* _Aim of the exercise_: Reproduce verbatim the lines of the records starting at the line that contains "Where can you find the cat's front" and running through the final line of the records.

[Dataset rows showing where objects appear]
╭──
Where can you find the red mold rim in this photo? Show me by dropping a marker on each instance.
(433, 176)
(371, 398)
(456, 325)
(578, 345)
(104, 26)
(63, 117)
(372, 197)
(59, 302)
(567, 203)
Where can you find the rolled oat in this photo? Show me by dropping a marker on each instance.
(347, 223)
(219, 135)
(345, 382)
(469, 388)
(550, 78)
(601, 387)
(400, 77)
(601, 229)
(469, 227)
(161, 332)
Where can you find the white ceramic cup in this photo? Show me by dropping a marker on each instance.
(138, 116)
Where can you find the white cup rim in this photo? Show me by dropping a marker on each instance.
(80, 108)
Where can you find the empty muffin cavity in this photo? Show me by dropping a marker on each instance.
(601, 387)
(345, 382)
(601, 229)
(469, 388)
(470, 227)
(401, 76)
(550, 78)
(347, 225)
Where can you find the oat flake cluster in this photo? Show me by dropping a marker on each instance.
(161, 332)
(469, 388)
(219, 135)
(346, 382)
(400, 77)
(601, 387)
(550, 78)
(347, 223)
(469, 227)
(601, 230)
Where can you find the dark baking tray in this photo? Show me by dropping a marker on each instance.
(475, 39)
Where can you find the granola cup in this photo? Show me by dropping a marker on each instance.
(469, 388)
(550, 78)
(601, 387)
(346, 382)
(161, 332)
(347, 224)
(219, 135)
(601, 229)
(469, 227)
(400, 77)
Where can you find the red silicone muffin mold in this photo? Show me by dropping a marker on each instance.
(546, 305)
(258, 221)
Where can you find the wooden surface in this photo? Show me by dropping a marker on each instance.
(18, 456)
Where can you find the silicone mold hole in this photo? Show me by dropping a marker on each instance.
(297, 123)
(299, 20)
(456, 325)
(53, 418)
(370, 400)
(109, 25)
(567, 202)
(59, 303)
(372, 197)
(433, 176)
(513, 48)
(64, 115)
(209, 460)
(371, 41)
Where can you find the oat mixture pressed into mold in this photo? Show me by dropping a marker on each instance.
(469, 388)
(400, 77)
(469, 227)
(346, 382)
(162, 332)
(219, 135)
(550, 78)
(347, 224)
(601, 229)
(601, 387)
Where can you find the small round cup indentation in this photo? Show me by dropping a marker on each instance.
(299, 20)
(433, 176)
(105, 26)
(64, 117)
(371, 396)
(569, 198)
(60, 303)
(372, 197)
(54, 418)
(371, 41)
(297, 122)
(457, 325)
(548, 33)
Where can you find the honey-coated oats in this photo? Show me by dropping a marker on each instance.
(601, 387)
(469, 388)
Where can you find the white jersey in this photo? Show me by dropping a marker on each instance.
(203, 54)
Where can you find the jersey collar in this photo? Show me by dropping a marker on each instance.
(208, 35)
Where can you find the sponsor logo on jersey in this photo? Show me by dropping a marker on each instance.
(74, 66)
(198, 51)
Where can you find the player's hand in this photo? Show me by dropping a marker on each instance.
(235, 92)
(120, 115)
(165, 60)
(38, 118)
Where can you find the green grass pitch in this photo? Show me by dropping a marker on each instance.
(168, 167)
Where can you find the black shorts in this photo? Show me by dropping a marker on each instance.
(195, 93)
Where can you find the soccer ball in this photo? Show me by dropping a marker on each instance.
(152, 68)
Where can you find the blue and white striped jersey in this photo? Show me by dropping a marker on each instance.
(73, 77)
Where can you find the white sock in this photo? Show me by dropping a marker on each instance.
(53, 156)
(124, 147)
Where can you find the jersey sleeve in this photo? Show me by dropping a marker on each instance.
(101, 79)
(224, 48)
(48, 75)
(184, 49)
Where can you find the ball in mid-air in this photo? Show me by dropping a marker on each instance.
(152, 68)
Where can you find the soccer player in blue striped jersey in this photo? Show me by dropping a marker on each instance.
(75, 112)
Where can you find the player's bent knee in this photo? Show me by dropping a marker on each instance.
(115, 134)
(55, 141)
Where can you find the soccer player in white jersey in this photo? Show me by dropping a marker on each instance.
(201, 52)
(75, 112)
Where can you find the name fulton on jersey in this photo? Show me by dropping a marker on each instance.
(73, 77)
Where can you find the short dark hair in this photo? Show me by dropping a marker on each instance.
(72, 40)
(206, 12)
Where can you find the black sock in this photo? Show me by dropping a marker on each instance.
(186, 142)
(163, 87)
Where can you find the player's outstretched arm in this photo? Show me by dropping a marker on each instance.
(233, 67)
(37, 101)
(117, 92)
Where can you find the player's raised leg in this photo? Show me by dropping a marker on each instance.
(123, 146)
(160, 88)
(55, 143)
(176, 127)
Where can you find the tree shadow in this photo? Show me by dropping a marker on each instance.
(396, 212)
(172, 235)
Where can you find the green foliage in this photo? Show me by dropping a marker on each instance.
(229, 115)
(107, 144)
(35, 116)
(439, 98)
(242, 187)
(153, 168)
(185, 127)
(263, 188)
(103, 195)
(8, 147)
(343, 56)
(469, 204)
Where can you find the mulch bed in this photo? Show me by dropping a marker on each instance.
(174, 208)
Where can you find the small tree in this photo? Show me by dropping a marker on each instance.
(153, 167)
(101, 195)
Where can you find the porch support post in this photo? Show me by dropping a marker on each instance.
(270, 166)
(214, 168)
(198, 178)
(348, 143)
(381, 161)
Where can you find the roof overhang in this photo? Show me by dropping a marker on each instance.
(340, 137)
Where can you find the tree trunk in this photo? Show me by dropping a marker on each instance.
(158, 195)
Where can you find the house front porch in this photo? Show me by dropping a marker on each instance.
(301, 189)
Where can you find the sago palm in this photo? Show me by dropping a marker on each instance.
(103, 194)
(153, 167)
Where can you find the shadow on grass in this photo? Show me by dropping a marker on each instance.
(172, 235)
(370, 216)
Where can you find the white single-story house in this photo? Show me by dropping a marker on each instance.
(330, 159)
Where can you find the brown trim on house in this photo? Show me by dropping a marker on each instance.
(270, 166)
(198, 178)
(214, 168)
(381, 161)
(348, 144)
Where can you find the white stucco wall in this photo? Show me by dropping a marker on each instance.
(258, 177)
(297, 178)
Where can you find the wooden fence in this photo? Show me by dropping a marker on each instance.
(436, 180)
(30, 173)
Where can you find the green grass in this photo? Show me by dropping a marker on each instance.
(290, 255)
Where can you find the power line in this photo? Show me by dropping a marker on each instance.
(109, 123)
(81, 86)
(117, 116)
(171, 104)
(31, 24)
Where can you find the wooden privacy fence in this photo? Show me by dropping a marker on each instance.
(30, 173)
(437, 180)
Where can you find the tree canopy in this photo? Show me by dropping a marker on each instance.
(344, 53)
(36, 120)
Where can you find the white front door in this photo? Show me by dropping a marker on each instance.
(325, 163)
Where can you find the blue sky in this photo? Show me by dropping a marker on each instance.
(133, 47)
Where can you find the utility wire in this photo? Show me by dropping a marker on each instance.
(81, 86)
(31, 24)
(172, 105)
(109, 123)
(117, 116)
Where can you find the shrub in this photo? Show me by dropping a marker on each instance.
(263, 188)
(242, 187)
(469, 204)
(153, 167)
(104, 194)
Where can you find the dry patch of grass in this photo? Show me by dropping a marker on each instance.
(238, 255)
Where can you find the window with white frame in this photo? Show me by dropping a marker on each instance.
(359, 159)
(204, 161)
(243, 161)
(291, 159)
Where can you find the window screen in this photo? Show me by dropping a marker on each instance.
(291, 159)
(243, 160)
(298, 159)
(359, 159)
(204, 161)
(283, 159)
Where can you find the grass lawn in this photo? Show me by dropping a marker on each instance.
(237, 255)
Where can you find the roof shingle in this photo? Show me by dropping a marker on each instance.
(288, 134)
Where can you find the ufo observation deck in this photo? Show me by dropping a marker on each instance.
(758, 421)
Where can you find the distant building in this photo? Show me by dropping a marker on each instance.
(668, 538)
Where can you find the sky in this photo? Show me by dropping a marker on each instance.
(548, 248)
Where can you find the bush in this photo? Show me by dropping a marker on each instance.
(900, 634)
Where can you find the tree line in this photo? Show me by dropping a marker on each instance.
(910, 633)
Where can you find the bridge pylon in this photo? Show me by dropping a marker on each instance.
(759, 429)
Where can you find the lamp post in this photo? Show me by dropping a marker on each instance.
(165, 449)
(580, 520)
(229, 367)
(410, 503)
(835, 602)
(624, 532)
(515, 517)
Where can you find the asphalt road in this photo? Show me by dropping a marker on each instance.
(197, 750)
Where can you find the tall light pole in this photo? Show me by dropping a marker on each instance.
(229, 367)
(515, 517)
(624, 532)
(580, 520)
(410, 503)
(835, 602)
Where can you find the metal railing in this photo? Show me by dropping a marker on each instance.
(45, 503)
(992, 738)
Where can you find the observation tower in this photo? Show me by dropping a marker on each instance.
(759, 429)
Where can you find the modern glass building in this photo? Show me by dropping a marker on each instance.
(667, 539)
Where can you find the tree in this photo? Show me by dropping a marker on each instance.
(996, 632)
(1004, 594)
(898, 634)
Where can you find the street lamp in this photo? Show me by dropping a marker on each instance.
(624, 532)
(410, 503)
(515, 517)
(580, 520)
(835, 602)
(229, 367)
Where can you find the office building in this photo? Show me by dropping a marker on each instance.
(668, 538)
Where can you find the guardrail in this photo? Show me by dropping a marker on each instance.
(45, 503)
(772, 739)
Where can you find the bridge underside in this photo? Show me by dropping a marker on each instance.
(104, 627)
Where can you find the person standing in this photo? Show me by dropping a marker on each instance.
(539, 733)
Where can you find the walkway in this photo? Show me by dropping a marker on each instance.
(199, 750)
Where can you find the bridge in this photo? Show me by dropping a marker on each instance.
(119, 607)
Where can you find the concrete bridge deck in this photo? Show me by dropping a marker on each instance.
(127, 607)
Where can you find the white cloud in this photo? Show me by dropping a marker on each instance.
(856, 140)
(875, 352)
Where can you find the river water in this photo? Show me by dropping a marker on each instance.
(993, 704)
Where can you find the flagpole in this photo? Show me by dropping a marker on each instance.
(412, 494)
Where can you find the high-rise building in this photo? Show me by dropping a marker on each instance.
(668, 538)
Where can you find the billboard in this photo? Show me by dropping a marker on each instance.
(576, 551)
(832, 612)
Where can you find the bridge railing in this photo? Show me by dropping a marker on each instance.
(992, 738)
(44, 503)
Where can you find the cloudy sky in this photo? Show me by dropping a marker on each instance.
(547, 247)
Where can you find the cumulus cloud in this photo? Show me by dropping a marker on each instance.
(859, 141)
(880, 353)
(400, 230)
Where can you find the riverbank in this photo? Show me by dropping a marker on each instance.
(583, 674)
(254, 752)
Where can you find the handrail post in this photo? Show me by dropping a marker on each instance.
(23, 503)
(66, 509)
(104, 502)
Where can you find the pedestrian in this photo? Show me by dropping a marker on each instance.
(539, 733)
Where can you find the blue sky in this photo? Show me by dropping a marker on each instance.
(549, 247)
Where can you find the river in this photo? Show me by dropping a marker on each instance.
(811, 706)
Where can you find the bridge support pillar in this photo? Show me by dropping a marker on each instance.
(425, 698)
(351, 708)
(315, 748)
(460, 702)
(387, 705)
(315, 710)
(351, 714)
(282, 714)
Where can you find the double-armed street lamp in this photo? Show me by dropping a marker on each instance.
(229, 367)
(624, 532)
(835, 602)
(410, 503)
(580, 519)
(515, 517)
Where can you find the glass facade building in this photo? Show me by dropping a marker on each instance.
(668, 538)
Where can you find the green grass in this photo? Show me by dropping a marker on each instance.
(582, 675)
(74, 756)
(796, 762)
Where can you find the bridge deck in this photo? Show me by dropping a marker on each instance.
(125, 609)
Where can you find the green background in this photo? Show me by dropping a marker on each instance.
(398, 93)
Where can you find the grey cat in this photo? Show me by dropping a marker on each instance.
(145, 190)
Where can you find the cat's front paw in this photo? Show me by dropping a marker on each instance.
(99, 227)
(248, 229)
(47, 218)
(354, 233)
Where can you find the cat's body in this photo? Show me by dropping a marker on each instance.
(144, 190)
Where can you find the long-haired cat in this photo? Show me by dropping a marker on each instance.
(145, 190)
╰──
* _Problem solution_:
Where can you find the cat's front paw in this photo? Show me by dropping a marker on each instance.
(99, 227)
(248, 229)
(47, 218)
(354, 233)
Where can you find the cat's body in this photo? Show me by dropping a marker on each instance.
(144, 190)
Where can you find the long-haired cat in this photo? Show me by dropping a marker on each instance.
(145, 190)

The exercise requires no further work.